> _任务要求_
根据下文关于斑马鱼与听力丧失研究的文本,斑马鱼身体表面的毛细胞起什么作用?

> _文本节选_
:::::
对致力于研究这一问题的科学家来说,避免听力丧失的一个办法可以在淡水水族馆里找到。
在放大2.1万倍的照片中可以清楚的看到耳蜗内的"毛细胞"非营利组织改善听力协会(Better Hearing Institute)的一项调查表明,大约每10个美国人中就有一人患有听力障碍。到目前为止,听力丧失最常见的原因就是内耳中所谓的"毛细胞"受到损害或者仅仅是因为上了年纪。过量的噪音以及某些疾病和药物会损害毛细胞。问题的症结在于毛细胞一旦死亡,人类(像其他哺乳动物一样)不能再生出新的毛细胞。
近年来,华盛顿大学西雅图分校的一个研究团队一直在对一种水族馆里常见的观赏鱼类──斑马鱼进行研究,试图解决人类听力丧失的问题。和许多其他水生生物一样,斑马鱼在身体表面长有毛细胞。这些毛细胞的作用是探测水中的振动,其原理与人类内耳中的毛细胞相似。但是,与人类不同的是,斑马鱼的毛细胞在受损后还可以再生。研究人员希望他们的工作可以揭开谜底,保护人类的毛细胞免受损伤、并推动毛细胞的再生。
内耳中的这种细胞是人类听觉不可或缺的一环。之所以称为"毛细胞",是因为它们在显微镜下看上去就像是在细胞外长出了绒毛。这些细细的绒毛,或者说纤毛,会因为声波进入耳朵以后产生的振动而摆动。这种运动会让毛细胞产生出一种能够经由听觉神经传给大脑的电信号。像助听器和人工耳蜗等设备都有助听效果,但都无法让人们的听力恢复到正常水平。助听器能够增加声音的强度,而人工耳蜗则会直接刺激听觉神经。
:::::
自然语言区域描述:
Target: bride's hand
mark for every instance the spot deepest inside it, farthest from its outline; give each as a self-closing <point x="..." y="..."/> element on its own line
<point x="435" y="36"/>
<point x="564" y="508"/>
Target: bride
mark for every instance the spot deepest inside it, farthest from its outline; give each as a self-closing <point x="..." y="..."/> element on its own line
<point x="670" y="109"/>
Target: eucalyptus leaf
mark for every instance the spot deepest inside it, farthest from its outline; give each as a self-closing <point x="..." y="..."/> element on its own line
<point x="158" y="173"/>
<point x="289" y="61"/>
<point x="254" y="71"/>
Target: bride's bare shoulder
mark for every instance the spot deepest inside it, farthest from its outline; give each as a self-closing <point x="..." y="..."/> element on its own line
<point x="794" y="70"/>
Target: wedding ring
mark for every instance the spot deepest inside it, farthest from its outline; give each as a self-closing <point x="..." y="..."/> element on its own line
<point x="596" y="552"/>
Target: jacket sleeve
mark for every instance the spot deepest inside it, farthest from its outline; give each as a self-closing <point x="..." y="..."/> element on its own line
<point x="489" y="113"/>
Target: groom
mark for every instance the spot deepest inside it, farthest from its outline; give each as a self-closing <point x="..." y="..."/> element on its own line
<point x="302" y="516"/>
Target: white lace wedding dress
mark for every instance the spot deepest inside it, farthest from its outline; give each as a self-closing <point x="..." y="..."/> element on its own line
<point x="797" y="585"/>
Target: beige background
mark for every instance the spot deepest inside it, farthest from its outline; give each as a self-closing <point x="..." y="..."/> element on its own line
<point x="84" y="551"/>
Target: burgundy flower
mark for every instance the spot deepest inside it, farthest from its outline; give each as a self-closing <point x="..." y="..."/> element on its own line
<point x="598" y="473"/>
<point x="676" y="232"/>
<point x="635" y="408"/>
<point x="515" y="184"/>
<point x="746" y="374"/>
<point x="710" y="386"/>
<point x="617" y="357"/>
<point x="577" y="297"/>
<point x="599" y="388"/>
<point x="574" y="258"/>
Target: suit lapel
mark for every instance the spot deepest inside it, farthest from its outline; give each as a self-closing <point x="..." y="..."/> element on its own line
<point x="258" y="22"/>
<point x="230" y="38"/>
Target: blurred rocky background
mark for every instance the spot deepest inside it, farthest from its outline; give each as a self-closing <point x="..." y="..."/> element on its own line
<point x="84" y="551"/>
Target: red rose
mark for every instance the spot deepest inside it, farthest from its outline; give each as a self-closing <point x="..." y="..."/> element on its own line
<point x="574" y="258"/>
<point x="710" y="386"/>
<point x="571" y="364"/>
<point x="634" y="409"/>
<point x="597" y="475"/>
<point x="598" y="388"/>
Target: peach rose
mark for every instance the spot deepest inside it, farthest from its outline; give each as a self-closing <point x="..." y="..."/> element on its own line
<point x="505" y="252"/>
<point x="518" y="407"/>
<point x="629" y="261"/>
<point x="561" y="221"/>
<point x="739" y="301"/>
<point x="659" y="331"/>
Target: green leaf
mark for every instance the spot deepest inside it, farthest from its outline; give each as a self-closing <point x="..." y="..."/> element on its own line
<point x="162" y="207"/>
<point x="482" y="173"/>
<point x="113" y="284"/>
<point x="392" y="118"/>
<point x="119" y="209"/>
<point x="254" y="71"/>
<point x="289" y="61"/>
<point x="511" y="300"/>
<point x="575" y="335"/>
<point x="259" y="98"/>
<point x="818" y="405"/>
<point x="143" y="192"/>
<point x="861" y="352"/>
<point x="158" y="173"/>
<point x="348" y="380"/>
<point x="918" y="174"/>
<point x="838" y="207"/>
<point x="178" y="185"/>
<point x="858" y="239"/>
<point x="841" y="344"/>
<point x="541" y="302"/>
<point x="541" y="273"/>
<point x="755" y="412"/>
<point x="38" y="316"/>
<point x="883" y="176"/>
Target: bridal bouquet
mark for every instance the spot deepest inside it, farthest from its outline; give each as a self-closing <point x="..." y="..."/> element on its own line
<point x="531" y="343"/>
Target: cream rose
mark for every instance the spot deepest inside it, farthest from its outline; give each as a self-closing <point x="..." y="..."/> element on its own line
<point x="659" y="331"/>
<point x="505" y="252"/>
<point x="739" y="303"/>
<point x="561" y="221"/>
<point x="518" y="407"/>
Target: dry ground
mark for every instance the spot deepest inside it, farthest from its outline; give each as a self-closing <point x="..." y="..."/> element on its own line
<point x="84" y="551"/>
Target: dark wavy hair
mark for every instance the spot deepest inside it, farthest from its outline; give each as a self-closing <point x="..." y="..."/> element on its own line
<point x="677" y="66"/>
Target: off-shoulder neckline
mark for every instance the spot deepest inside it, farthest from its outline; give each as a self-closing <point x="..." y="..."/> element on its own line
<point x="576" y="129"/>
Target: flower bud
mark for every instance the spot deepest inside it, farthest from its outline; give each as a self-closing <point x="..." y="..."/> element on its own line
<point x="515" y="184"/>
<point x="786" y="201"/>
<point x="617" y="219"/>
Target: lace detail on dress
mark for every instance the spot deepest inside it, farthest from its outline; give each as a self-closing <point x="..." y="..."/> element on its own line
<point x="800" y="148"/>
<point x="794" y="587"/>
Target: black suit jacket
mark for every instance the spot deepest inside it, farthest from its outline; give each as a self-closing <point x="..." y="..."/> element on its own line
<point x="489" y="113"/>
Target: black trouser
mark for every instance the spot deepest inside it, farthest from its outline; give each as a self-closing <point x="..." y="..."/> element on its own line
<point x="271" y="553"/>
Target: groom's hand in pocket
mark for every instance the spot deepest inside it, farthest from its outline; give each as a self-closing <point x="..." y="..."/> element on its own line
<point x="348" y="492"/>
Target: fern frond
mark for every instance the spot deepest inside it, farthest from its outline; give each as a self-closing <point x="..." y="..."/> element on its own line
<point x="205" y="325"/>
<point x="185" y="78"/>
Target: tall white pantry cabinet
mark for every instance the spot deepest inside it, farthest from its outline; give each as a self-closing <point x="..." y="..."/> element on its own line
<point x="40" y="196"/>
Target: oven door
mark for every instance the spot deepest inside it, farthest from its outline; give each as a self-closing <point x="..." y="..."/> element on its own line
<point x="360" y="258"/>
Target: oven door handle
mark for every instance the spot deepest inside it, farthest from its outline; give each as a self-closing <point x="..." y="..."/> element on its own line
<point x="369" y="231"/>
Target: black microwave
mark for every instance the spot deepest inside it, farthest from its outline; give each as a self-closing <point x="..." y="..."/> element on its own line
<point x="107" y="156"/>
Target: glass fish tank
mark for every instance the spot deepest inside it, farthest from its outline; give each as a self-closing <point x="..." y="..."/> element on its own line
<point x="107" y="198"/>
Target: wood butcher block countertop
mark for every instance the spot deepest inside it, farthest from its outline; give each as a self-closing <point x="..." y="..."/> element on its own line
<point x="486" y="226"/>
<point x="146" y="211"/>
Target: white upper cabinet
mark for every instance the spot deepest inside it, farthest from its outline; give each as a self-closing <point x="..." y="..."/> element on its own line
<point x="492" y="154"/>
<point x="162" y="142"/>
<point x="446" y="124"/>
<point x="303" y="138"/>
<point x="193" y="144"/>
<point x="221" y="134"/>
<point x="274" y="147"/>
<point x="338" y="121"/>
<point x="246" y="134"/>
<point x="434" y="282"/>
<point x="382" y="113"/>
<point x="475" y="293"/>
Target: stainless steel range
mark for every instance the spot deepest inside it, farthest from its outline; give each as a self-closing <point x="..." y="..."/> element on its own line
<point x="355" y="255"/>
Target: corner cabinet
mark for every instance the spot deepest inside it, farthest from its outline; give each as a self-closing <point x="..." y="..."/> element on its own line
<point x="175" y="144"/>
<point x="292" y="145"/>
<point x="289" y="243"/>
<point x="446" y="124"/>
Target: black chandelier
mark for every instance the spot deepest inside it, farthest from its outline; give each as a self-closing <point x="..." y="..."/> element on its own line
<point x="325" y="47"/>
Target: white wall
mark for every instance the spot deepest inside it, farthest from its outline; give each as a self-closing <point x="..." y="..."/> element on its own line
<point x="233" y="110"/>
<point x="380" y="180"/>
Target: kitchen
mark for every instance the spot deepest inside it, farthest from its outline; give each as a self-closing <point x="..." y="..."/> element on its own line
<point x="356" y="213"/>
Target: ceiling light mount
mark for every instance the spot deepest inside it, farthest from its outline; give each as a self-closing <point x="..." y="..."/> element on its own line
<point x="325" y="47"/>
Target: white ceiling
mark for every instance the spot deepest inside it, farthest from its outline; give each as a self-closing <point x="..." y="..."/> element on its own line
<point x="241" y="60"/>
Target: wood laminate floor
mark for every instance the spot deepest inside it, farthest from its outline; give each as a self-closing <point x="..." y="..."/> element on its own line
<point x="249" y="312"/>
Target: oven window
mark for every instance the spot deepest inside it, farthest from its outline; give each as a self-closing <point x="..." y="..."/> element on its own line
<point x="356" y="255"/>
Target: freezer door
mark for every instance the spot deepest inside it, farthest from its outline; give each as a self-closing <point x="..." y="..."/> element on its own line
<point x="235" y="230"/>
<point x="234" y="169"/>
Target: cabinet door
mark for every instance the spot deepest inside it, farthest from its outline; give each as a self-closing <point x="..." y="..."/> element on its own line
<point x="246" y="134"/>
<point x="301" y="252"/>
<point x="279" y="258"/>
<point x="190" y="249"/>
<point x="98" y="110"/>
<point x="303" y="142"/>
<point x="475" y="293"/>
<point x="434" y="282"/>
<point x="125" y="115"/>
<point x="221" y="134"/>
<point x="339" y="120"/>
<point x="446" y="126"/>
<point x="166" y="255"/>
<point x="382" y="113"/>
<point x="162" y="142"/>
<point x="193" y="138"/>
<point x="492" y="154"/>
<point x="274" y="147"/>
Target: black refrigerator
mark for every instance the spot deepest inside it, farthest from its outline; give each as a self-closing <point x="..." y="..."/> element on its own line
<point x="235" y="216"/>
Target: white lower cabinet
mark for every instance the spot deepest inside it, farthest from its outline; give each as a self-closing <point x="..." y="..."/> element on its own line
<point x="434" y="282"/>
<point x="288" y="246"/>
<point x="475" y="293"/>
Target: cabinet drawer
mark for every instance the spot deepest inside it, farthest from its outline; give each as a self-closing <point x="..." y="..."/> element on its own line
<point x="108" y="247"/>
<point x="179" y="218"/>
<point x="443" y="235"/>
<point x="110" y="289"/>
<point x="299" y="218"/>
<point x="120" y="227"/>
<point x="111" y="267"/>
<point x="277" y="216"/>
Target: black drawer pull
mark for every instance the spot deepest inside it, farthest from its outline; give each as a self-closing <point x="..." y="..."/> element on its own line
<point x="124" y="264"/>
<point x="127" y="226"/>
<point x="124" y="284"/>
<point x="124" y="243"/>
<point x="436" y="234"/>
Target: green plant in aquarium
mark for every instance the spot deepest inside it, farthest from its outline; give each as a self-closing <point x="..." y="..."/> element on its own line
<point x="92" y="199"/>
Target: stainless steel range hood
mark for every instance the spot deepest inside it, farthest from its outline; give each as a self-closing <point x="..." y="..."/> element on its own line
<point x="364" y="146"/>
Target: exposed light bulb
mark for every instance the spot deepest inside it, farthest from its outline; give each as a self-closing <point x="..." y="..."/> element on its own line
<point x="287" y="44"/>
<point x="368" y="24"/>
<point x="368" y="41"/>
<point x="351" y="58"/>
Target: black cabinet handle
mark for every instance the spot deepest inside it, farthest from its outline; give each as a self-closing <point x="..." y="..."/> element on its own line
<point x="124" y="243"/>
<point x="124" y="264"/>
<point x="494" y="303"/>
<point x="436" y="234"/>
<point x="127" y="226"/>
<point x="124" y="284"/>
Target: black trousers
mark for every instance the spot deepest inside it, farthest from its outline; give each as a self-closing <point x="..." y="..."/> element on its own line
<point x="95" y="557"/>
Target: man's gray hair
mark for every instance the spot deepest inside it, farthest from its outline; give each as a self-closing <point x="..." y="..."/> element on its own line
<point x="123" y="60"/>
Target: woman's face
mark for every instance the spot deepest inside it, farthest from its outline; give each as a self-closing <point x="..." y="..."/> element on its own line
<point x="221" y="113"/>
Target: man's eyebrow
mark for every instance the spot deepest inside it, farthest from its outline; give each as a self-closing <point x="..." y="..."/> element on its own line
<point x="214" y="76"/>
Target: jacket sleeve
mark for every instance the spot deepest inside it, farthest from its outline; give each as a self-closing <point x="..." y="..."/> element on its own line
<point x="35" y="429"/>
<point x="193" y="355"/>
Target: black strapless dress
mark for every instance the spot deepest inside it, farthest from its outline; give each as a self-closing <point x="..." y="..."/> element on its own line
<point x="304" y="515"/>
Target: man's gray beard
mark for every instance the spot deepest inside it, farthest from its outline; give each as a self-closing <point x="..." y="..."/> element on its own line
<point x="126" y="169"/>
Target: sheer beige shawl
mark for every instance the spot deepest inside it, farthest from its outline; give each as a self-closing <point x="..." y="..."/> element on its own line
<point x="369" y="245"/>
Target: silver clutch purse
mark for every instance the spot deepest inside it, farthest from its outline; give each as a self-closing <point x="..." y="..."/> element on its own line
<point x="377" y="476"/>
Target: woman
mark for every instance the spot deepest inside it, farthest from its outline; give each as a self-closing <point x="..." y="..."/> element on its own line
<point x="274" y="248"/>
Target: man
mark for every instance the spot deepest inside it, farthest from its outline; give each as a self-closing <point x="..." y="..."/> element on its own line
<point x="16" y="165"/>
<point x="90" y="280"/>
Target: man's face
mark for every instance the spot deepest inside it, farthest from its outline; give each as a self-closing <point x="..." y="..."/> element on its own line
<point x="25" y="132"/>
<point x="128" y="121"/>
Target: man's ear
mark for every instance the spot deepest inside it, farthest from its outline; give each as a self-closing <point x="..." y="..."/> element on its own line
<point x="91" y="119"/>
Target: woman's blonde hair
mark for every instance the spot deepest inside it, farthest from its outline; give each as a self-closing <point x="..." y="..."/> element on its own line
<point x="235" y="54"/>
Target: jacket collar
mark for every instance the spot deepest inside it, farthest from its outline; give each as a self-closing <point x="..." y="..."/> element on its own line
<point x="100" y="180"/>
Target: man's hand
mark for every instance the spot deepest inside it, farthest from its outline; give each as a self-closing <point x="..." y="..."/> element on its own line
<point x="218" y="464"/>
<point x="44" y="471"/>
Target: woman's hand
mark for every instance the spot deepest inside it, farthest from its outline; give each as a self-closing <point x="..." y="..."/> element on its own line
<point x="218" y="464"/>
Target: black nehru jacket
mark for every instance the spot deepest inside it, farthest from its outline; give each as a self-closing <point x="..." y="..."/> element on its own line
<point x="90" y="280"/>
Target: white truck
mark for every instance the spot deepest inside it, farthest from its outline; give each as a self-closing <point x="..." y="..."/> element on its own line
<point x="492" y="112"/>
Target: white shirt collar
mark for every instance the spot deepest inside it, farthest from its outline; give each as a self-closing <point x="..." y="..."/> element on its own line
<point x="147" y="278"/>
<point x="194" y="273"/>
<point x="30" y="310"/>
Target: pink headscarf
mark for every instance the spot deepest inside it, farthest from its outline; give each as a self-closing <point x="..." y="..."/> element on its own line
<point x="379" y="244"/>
:::::
> _练习结果_
探测水中的振动。